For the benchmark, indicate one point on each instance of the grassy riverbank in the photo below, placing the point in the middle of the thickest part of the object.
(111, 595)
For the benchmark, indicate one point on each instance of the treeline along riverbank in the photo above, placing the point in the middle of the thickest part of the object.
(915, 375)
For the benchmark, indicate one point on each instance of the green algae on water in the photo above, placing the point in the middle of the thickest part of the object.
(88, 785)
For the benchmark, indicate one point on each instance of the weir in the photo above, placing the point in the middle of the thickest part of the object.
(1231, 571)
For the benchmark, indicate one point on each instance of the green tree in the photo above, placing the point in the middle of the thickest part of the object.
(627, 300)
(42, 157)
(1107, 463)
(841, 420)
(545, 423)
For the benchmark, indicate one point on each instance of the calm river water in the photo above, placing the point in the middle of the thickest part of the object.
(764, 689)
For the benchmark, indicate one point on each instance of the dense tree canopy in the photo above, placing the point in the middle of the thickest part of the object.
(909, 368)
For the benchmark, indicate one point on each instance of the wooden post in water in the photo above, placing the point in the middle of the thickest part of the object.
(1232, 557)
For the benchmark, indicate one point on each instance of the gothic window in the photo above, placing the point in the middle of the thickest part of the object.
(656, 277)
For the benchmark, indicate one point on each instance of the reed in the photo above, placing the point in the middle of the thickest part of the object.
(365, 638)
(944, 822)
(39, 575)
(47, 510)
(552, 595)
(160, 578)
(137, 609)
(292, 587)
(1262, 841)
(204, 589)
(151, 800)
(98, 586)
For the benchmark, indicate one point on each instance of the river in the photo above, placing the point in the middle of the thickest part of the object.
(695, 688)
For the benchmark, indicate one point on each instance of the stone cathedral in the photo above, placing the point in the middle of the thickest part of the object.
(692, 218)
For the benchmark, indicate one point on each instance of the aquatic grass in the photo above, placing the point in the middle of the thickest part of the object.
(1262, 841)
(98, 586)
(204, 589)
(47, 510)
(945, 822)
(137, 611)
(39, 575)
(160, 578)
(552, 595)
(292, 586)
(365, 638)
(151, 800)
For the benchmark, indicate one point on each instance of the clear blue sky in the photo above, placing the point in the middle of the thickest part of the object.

════════════════

#### Your goal:
Replace "thickest" with "widest" in the entries from the line with "of the weir" to the line with "(1232, 557)", and write out only those lines with nothing else changed.

#### Complete output:
For the benchmark, indicate one point on each instance of the weir in the photo above, placing the point in the middle of the widest part of the object.
(1231, 571)
For the benchmark, indicate one point on each instance of the green tree in the photo above, placing the point in the middle of the widest part of the object.
(627, 300)
(42, 157)
(1107, 463)
(841, 420)
(545, 423)
For the benchmark, indicate one point on each instance of the calm river water in the photo above, placing the point in the middle of the widest part of the object.
(764, 689)
For the benchmark, indicate one point on each instance of the dense tree canopy in the photo above, placing the point in the middle of the widest part of the object.
(909, 368)
For the benchmark, indicate one point on each instance of the wooden post in water in the photo above, placing the point in the middle of the widest part of the object.
(1232, 557)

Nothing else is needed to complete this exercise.